■ **Fragmento seleccionado**:
++++++++++++++++++++

Trino Márquez 19 de noviembre de 2015
Sería un error interpretar los
pavorosos atentados de París del 13-N como un choque de civilizaciones; como
una colisión entre Oriente y Occidente, o entre el mundo islámico y el
cristianismo. Lo ocurrido en la capital francesa –lo mismo que la destrucción
de las Torres Gemelas en 2001- refleja la furia asesina a la que puede conducir
el fanatismo religioso e ideológico de una secta que se cree elegida por Dios
-su dios- para combatir el mundo de los infieles y revelar la palabra divina
-la contenida en su particular interpretación del Corán- e imponérsela a toda
la humanidad. La excusa invocada por los yihadistas del Estado Islámico (EI)
para cometer esos actos criminales reside en la participación de Francia en los
bombardeos a los territorios de Siria donde el EI ha establecido su califato,
más de 40.000 kilómetros cuadrados entre Siria e Irak. Lo extraño es que su
odio no estuvo dirigido hacia instalaciones militares, sino hacia inocentes
ciudadanos.

++++++++++++++++++++

Datos de anotación por puntos

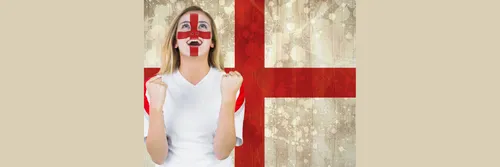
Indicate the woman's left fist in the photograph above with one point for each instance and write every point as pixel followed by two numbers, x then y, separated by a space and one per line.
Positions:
pixel 230 84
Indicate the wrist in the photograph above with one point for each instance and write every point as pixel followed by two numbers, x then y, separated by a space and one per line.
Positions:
pixel 155 109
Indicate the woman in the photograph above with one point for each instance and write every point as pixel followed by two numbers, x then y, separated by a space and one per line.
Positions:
pixel 192 119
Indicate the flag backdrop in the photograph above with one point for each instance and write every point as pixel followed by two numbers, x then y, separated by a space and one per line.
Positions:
pixel 298 60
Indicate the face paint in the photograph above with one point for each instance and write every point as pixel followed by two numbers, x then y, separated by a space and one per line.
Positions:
pixel 194 34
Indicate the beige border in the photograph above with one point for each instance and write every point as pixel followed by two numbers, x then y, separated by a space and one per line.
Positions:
pixel 73 75
pixel 72 80
pixel 426 91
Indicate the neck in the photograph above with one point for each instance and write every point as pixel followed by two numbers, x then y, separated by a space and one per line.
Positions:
pixel 194 68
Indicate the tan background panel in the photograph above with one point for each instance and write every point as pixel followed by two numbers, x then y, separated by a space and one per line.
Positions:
pixel 426 83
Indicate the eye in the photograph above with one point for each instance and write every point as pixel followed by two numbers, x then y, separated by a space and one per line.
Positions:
pixel 185 26
pixel 203 26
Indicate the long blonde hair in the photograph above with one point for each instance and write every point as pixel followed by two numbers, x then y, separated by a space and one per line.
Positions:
pixel 170 57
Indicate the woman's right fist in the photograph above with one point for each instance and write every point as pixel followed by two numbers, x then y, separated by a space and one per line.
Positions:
pixel 156 90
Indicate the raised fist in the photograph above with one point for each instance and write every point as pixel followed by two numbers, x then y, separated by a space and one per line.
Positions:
pixel 230 84
pixel 156 90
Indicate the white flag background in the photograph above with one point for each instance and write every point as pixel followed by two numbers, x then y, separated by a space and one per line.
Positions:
pixel 299 33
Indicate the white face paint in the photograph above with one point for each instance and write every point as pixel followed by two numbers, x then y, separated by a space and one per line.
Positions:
pixel 194 36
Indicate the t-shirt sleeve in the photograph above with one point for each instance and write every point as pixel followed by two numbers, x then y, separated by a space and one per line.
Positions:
pixel 239 116
pixel 146 111
pixel 146 125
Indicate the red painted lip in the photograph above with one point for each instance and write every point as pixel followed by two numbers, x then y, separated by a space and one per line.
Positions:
pixel 199 41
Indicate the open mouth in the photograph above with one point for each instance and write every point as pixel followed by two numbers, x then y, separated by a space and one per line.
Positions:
pixel 194 43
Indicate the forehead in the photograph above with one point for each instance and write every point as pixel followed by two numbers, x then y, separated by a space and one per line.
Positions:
pixel 201 16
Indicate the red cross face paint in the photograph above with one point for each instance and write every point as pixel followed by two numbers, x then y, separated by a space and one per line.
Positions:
pixel 194 34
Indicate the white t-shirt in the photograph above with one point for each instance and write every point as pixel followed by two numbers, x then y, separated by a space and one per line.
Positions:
pixel 191 116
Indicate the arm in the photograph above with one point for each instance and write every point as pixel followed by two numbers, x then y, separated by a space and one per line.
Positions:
pixel 230 124
pixel 154 128
pixel 156 141
pixel 225 136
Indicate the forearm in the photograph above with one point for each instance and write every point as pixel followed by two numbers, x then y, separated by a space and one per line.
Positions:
pixel 156 141
pixel 225 136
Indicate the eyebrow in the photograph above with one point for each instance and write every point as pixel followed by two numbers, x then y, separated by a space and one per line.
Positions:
pixel 198 22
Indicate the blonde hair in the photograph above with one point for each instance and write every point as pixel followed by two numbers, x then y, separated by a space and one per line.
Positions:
pixel 170 57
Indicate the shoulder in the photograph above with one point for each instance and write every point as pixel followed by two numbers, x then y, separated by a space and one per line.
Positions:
pixel 160 77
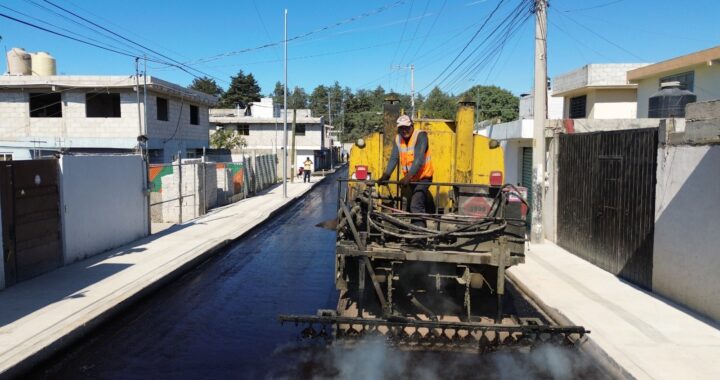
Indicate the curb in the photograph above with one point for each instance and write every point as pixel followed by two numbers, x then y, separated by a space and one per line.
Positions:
pixel 45 353
pixel 601 358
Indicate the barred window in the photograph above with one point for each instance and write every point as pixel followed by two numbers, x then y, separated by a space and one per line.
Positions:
pixel 578 107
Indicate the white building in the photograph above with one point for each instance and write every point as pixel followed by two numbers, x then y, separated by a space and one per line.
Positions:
pixel 598 91
pixel 516 136
pixel 44 114
pixel 261 125
pixel 698 72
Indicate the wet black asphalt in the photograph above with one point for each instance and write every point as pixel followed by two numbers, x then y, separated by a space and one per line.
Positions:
pixel 219 321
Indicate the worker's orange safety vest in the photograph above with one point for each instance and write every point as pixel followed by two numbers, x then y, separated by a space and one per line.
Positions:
pixel 407 156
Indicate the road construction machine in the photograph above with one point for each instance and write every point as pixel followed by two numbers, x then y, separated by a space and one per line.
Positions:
pixel 441 284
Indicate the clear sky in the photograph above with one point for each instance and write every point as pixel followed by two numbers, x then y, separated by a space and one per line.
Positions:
pixel 360 53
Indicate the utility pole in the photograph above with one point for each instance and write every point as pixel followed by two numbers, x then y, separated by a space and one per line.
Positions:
pixel 537 234
pixel 285 118
pixel 293 155
pixel 137 91
pixel 412 86
pixel 323 130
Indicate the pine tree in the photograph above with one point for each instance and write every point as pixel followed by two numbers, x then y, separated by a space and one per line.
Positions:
pixel 206 85
pixel 278 94
pixel 298 99
pixel 243 90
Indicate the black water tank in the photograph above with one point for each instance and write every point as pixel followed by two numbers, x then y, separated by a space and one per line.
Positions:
pixel 670 101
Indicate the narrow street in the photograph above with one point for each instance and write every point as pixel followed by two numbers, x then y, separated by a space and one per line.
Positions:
pixel 219 320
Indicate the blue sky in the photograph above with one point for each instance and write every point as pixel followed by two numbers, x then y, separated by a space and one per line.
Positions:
pixel 361 53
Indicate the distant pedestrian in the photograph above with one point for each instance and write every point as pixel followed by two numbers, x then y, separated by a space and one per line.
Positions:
pixel 307 169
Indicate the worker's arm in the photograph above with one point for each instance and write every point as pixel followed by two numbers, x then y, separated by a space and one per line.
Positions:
pixel 420 149
pixel 394 158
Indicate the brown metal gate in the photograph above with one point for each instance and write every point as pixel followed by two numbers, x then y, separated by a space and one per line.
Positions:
pixel 606 200
pixel 30 218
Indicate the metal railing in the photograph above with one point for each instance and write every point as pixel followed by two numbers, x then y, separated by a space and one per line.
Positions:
pixel 186 190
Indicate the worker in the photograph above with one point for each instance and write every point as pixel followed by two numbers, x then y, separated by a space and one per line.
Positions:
pixel 412 152
pixel 307 169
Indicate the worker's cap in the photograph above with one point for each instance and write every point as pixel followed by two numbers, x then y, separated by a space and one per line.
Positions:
pixel 404 121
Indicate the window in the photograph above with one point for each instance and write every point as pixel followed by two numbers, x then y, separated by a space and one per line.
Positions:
pixel 194 115
pixel 155 156
pixel 300 130
pixel 100 104
pixel 161 104
pixel 578 107
pixel 687 80
pixel 46 105
pixel 243 130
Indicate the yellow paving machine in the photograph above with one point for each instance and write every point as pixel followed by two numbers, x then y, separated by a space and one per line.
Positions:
pixel 441 285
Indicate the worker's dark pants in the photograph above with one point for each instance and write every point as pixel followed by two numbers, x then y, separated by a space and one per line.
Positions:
pixel 420 201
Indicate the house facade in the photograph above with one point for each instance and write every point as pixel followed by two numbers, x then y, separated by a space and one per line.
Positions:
pixel 698 72
pixel 515 138
pixel 261 125
pixel 40 115
pixel 598 91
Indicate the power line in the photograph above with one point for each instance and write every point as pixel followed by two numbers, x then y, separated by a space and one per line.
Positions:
pixel 432 26
pixel 66 18
pixel 66 36
pixel 593 7
pixel 482 26
pixel 97 45
pixel 509 22
pixel 123 28
pixel 129 40
pixel 304 35
pixel 55 26
pixel 598 35
pixel 402 35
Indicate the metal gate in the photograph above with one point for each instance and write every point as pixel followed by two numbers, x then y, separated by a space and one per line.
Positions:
pixel 606 200
pixel 30 218
pixel 526 178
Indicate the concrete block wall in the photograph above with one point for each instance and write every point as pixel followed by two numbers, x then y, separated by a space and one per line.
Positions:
pixel 225 187
pixel 610 74
pixel 686 255
pixel 570 80
pixel 170 129
pixel 198 188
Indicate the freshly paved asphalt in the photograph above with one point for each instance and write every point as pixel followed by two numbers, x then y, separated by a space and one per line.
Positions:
pixel 219 320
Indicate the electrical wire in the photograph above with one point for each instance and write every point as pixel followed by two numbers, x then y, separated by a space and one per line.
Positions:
pixel 304 35
pixel 482 26
pixel 185 66
pixel 509 25
pixel 598 35
pixel 593 7
pixel 56 26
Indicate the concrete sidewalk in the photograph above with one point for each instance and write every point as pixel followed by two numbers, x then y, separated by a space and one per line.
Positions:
pixel 44 314
pixel 649 337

++++++++++++++++++++

Escribe la continuación del artículo sobre los atentados de París del 13-N a partir de su última frase.

En la “guerra santa” del EI no todo
es ideología y religión. También hay mucho dinero que se mueve a su alrededor.
El EI se ha apoderado de numerosos pozos petroleros que le proporcionan varios
millones de dólares al día, además de la industria del secuestro, que ha
desarrollado con una mezcla macabra de audacia y crueldad, y el negocio del
narcotráfico, especialmente en las áreas que controla en Afganistán. Ese grupo
confesional -para el cual no existe el respeto a la vida, ni derechos civiles,
ni principios relacionados con el libre albedrío o la libertad de culto o
pensamiento-, se ha convertido en una poderosa corriente fundamentalista, con
capacidad de imponer compulsivamente la pertenencia al grupo o captar sus
devotos e incondicionales seguidores a través de los numerosos portales de
Internet que posee.
Como toda secta, profesa una fe ciega
en sus líderes y en los dogmas que la rigen. Para sus miembros no existe
ninguna posibilidad de discernir, disentir o criticar. Solo cabe la obsecuencia
absoluta ante la autoridad que emana de la interpretación del Corán planteada
por los jefes espirituales. De allí que sea imposible cualquier tipo de
discusión civilizada o de diálogo con sus integrantes.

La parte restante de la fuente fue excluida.